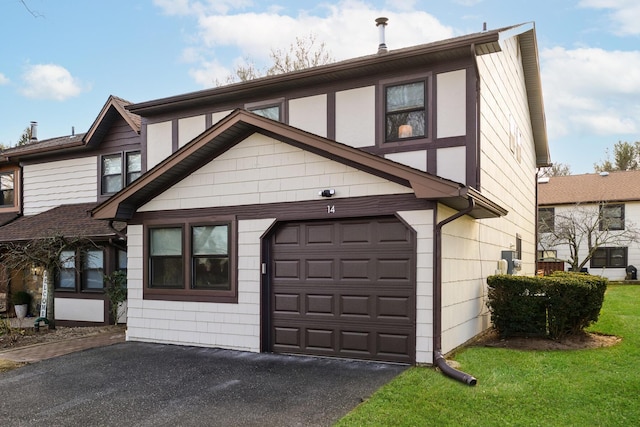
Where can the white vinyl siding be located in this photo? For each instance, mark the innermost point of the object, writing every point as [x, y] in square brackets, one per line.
[263, 170]
[51, 184]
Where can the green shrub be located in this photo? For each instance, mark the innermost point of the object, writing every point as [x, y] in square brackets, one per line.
[554, 306]
[516, 305]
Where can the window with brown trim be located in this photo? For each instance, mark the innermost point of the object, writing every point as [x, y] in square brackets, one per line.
[81, 266]
[611, 217]
[115, 171]
[609, 257]
[405, 111]
[191, 261]
[7, 189]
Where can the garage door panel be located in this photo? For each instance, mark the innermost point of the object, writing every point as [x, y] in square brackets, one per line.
[320, 304]
[355, 282]
[320, 268]
[287, 269]
[287, 303]
[319, 234]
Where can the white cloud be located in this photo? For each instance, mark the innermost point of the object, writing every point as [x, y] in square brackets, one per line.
[624, 14]
[50, 81]
[347, 28]
[591, 91]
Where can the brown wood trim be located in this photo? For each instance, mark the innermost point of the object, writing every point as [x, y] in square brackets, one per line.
[312, 209]
[185, 293]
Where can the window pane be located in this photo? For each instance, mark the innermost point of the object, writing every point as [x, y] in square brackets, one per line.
[92, 270]
[6, 189]
[67, 273]
[272, 113]
[122, 260]
[67, 279]
[67, 259]
[6, 181]
[405, 125]
[134, 162]
[166, 242]
[405, 97]
[111, 165]
[210, 240]
[112, 184]
[618, 257]
[211, 273]
[6, 198]
[166, 272]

===============

Each line, starting with the one containing "Where can the window pane" and ending with the last line of the records above, should be reproduced exactly.

__WORKED SOLUTION__:
Where can the window pane be located in this photo? For each instance, mark the innermost point of the object, writing every point as [x, y] in square brackets, one per line.
[92, 270]
[6, 189]
[67, 273]
[272, 113]
[122, 260]
[67, 279]
[67, 259]
[6, 181]
[405, 125]
[134, 162]
[166, 242]
[405, 97]
[111, 165]
[210, 240]
[112, 184]
[618, 257]
[211, 273]
[6, 198]
[166, 272]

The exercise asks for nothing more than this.